● **Problemas**:
(a) Identifique e copie todas as linhas da listagem que contêm a palavra "trousers".
(b) Continue, por favor, a notícia sobre a denúncia de falso testemunho contra a doleira Nelma Kodama a partir do ponto em que ela termina.

-------- Trecho apresentado --------

Redação

Primeira presa da Lava Jato e com um acordo de delação firmado em 2016, a doleira Nelma Kodama virou ré no último mês sob acusação de falso testemunho em inquérito relacionado à operação. A acusação, feita em denúncia apresentada pela procuradora da República Yara da Silva Sprada, foi aceita no dia 14 de agosto pelo juiz Luiz Antônio Bonat, que assumiu a 13ª Vara Federal do Paraná após a saída de Sergio Moro.

Segundo o Ministério Público Federal, a doleira fez as declarações que agora estão em xeque no ano de 2015, no âmbito de um inquérito que apurava a suspeita de que um grupo de delegados e advogados produziu um dossiê contrário à Lava Jato. Esse inquérito foi arquivado em 2017, por falta de provas.

CONLUIO – À época das declarações, Nelma estava presa e ainda não tinha fechado os termos de seu acordo de delação premiada. Ela apontou um delegado e um escrivão da PF como supostos participantes de um conluio contra a operação. No entanto, as falas são contestadas por registros e por outras testemunhas.

Em 15 de abril de 2015, chamada a testemunhar no inquérito, Nelma reconheceu uma fotografia do delegado da PF Rivaldo Venâncio e disse que, quando Youssef estava preso, em 2014, o delegado “constantemente frequentava o corredor em frente às celas de Alberto Youssef, mantendo contato com o mesmo”.

Convocada a se manifestar em 2016, ela repetiu a afirmação e disse que não podia afirmar “precisamente o número de vezes que tais encontros ocorreram, mas foi mais de uma vez” e que acreditava “que tenha sido uma conversa sobre amenidades, pelas risadas que ouviu”.

REPRESENTAÇÃO – O delegado Rivaldo entrou com uma representação contra Nelma. No documento, apontou que havia um único registro de entrada dele no local, em meio a uma inspeção realizada pelo Ministério Público Federal, na qual estava acompanhado por procuradores e por agentes da polícia.

Em manifestação nos autos, Rivaldo afirmou que, na ocasião, havia outros presos no local e “viu pela primeira e única vez o preso Alberto Youssef”. Foram escutados dois carcereiros e dois agentes da Polícia Federal, que negaram que o delegado frequentasse a cela, como disse a doleira. O próprio Youssef afirmou que não conhecia Rivaldo Venâncio.

-------- Dados do exercício --------

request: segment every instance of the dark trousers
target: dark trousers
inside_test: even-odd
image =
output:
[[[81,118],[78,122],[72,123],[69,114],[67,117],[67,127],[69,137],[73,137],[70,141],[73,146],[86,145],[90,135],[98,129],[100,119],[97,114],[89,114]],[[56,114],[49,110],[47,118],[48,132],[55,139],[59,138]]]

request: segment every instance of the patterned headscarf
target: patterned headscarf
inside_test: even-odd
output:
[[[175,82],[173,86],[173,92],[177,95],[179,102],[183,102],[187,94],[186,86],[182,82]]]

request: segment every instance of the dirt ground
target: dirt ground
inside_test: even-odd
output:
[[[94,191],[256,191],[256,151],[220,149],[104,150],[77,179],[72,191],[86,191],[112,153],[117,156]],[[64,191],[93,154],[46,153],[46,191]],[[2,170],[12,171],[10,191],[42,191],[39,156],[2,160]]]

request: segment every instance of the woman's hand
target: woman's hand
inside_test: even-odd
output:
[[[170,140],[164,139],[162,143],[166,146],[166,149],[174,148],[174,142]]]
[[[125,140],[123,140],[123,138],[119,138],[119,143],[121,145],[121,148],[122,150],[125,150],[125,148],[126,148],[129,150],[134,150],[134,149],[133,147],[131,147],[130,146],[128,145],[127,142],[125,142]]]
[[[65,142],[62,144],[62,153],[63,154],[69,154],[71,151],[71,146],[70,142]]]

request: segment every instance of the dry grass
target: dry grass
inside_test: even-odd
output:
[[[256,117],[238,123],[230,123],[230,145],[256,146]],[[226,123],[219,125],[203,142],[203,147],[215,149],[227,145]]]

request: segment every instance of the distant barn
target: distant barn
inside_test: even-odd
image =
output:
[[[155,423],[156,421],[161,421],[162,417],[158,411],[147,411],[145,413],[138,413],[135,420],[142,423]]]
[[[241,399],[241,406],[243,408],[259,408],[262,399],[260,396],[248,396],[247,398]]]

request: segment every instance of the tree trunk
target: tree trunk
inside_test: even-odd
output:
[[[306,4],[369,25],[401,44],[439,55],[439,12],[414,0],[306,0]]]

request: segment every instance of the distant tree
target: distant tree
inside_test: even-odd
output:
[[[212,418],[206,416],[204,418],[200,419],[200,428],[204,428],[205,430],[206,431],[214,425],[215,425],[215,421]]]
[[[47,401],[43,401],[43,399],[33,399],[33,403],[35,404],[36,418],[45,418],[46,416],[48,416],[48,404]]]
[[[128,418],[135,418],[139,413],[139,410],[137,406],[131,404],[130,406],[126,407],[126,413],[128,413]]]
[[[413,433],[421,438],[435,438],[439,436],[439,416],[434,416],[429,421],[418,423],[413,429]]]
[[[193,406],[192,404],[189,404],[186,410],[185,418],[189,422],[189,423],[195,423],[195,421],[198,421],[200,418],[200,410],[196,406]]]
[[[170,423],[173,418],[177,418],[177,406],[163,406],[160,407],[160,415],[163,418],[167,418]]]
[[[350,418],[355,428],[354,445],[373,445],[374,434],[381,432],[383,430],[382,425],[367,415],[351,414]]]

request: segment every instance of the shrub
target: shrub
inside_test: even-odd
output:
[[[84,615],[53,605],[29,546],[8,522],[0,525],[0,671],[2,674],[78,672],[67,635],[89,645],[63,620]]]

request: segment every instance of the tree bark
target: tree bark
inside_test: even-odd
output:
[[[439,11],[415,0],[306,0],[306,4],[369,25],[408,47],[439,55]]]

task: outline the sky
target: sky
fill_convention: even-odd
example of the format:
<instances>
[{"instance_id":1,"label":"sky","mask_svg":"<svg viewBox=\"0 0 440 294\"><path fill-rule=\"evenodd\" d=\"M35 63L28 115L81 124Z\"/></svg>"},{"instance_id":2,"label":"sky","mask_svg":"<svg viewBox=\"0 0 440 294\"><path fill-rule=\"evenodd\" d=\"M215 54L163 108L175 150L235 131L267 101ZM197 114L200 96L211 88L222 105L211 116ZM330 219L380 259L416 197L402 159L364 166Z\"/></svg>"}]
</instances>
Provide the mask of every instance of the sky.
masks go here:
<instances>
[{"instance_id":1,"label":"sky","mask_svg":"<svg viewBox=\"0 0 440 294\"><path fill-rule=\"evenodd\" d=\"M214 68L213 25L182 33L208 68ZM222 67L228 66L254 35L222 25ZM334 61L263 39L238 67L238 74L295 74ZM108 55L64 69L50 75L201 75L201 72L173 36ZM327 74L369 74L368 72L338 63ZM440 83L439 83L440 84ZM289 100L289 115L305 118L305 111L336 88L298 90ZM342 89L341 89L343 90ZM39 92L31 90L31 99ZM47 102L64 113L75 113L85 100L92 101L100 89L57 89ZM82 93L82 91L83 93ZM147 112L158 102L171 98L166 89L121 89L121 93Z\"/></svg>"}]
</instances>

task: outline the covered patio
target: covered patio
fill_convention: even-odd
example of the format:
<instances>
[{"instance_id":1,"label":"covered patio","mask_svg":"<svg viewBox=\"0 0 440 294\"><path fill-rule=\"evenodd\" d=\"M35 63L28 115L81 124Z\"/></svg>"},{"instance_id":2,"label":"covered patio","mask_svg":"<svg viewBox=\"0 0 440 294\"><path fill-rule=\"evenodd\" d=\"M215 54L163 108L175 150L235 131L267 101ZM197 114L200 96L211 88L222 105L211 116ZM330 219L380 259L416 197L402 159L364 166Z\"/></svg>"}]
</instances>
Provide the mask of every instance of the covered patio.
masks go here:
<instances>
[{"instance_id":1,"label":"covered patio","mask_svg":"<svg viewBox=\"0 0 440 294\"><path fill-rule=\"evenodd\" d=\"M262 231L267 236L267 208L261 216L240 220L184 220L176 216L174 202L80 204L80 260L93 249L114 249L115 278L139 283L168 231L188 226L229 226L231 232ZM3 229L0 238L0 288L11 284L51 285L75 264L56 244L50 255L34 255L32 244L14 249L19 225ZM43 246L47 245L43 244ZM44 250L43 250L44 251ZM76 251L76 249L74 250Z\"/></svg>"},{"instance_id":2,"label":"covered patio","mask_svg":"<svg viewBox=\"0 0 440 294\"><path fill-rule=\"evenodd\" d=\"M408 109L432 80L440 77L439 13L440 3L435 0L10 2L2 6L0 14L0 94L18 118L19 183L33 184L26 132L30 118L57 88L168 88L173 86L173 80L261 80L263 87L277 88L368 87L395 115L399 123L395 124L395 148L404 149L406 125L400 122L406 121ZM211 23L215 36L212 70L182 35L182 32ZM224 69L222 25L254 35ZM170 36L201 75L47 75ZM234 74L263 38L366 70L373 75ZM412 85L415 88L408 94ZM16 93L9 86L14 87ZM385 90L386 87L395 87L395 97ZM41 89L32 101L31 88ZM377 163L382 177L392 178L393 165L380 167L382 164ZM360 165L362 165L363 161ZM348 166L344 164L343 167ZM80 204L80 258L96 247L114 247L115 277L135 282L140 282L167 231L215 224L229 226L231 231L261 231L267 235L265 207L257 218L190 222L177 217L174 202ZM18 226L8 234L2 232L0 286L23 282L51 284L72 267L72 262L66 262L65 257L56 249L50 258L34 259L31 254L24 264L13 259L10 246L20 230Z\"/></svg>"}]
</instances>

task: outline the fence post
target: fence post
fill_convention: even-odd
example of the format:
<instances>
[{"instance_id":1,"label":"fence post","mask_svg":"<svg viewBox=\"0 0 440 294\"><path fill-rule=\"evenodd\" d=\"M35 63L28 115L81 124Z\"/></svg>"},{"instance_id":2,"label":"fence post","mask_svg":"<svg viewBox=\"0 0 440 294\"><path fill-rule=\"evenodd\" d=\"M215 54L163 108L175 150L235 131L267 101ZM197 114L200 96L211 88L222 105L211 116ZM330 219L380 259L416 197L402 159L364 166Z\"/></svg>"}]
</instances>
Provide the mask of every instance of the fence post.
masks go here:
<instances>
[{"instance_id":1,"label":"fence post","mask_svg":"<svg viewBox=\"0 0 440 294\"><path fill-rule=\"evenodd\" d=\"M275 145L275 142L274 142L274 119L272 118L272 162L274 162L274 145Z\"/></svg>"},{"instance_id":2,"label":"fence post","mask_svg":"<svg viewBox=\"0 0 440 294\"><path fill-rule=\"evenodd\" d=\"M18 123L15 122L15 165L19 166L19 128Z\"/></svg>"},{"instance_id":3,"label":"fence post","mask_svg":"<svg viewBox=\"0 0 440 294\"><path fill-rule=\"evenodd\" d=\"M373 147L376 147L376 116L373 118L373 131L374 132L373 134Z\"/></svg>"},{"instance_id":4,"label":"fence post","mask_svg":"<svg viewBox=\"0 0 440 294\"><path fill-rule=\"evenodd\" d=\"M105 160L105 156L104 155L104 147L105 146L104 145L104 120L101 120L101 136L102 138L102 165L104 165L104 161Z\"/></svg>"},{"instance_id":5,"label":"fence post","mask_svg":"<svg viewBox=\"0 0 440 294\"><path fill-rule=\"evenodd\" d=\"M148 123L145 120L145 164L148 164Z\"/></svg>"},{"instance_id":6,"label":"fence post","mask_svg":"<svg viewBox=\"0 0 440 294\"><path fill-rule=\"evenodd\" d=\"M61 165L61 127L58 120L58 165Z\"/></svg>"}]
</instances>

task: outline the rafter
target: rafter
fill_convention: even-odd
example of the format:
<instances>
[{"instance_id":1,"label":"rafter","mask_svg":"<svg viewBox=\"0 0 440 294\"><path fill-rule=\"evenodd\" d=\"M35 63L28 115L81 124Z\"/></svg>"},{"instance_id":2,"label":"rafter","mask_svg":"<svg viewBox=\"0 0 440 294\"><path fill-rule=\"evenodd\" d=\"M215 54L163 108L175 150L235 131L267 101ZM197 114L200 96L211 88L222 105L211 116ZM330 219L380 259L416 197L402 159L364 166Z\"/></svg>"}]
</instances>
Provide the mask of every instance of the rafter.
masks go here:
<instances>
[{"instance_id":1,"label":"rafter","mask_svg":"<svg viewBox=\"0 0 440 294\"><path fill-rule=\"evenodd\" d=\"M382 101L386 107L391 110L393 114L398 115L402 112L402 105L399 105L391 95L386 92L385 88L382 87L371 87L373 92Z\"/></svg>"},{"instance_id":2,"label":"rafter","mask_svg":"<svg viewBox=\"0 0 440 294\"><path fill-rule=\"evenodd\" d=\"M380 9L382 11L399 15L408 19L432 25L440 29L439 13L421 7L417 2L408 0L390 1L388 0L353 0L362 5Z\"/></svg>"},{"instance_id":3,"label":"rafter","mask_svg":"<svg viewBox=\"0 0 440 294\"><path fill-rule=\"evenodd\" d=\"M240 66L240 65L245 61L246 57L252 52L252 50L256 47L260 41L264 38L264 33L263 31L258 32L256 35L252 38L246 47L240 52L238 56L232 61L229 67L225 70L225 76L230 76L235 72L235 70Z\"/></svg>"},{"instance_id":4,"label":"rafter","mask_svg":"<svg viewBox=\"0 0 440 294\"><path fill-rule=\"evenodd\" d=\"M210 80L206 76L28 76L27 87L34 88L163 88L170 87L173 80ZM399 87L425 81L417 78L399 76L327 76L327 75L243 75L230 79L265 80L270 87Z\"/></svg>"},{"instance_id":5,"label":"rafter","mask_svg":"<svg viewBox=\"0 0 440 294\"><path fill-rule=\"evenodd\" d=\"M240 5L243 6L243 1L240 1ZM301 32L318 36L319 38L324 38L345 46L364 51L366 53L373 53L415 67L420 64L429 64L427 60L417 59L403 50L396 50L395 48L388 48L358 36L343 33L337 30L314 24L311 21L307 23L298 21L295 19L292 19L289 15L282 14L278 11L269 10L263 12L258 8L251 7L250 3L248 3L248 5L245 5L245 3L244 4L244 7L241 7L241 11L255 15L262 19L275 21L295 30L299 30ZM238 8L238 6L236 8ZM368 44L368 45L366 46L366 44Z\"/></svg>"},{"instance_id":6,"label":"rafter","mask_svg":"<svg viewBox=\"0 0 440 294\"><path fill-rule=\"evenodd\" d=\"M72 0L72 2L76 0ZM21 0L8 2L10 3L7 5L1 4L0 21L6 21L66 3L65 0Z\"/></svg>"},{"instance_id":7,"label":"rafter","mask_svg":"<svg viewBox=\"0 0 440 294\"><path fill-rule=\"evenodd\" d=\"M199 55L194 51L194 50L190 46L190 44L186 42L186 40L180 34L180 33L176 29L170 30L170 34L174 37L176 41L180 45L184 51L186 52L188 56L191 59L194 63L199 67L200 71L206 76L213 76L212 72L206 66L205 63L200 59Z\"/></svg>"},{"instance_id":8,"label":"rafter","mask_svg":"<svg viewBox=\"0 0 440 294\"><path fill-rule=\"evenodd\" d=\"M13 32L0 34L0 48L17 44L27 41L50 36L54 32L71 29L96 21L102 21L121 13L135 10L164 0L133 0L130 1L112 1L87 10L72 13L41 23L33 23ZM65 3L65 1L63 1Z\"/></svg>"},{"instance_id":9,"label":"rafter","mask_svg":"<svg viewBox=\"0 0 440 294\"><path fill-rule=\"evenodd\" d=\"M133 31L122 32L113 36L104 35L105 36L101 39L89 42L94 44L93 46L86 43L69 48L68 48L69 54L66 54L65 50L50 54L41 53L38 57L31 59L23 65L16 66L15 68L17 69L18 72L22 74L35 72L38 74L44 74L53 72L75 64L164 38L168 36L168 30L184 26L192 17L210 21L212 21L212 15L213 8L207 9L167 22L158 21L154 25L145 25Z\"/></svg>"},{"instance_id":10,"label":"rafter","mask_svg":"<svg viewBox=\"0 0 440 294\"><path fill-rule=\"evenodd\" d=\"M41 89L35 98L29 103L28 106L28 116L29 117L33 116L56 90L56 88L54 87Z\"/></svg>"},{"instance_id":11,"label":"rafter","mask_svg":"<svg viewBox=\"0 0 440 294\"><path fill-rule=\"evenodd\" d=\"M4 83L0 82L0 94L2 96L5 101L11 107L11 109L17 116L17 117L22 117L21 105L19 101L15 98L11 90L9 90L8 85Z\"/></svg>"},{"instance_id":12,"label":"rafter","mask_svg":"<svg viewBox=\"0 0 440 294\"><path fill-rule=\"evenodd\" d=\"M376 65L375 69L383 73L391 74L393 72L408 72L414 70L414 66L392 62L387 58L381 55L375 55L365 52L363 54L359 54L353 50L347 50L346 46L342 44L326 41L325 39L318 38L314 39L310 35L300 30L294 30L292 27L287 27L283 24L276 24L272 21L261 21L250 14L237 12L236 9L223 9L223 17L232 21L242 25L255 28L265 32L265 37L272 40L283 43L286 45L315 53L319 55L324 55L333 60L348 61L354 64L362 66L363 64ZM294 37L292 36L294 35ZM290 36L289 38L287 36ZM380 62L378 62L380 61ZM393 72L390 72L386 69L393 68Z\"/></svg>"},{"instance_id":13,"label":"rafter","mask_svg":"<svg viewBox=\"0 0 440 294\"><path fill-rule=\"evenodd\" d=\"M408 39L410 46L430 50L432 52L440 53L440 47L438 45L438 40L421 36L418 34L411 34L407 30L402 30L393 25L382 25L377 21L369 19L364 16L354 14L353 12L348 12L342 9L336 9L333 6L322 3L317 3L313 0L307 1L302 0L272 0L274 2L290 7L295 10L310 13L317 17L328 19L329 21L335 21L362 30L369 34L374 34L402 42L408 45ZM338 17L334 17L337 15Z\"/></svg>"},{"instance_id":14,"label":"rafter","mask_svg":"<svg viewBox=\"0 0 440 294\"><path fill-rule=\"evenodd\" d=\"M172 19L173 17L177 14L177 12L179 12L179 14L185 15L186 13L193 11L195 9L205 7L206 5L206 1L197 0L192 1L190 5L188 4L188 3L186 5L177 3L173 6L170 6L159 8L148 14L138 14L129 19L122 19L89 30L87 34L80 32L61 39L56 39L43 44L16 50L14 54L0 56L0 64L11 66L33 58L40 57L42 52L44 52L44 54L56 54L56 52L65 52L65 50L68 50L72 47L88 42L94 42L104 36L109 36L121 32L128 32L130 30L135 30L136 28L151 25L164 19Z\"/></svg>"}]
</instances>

--------

● **Respostas das tarefas**:
(a)
request: segment every instance of the dark trousers
target: dark trousers

(b)
Também em abril de 2015, Nelma disse que um escrivão da Polícia Federal, Cleverson Ricardo Hartmann, participava de grupo que “visava prejudicar o andamento da Operação Lava Jato, deduzindo que, pelo fato de ele trabalhar na sala ao lado daquela em que ela estaria prestando depoimento, tentava escutar o teor de sua conversa mantida com a delegada Tânia Fernanda Prado Pereira”.

NEGATIVA – Nelma disse que a delegada acabou mudando de sala, inclusive, por causa do escrivão. No entanto, ouvida no processo, a delegada Tânia negou que tivesse qualquer desconfiança sobre Hartmann e que mudou de sala porque o espaço inicial era muito pequeno para tomar depoimentos.

Ao aceitar a denúncia contra Nelma, o juiz Bonat afirmou que a mesma se fundamenta nas informações prestadas tanto pela doleira como por testemunhas, o que “permite concluir pela presença de indícios da existência de crimes e de sua autoria”. Ele abriu prazo para que os advogados da acusada apresentassem defesa no caso.

CRIMES –  Na Lava Jato, Nelma foi condenada em outubro de 2014 pelos crimes de corrupção, evasão de divisas e organização criminosa. Depois que firmou acordo de delação premiada com as autoridades, a pena, que era de 18 anos, foi diminuída para no máximo 15 anos.

Em junho de 2016, a doleira passou para um regime aberto diferenciado, com uso da tornozeleira eletrônica. Como já havia cumprido um quinto da pena, no início de agosto deste ano, o juiz Danilo Pereira Junior, da 12ª Vara Federal de Curitiba, reconheceu como beneficiária do indulto natalino editado pelo ex-presidente Michel Temer, em 2017, e declarou extinta a punibilidade.

Procurado, o advogado de Nelma Kodama, Adib Abdouni, afirma que a sua cliente não “faltou com a verdade” em seu depoimento e não teve “o intuito de manchar a reputação de qualquer profissional da Polícia Federal”.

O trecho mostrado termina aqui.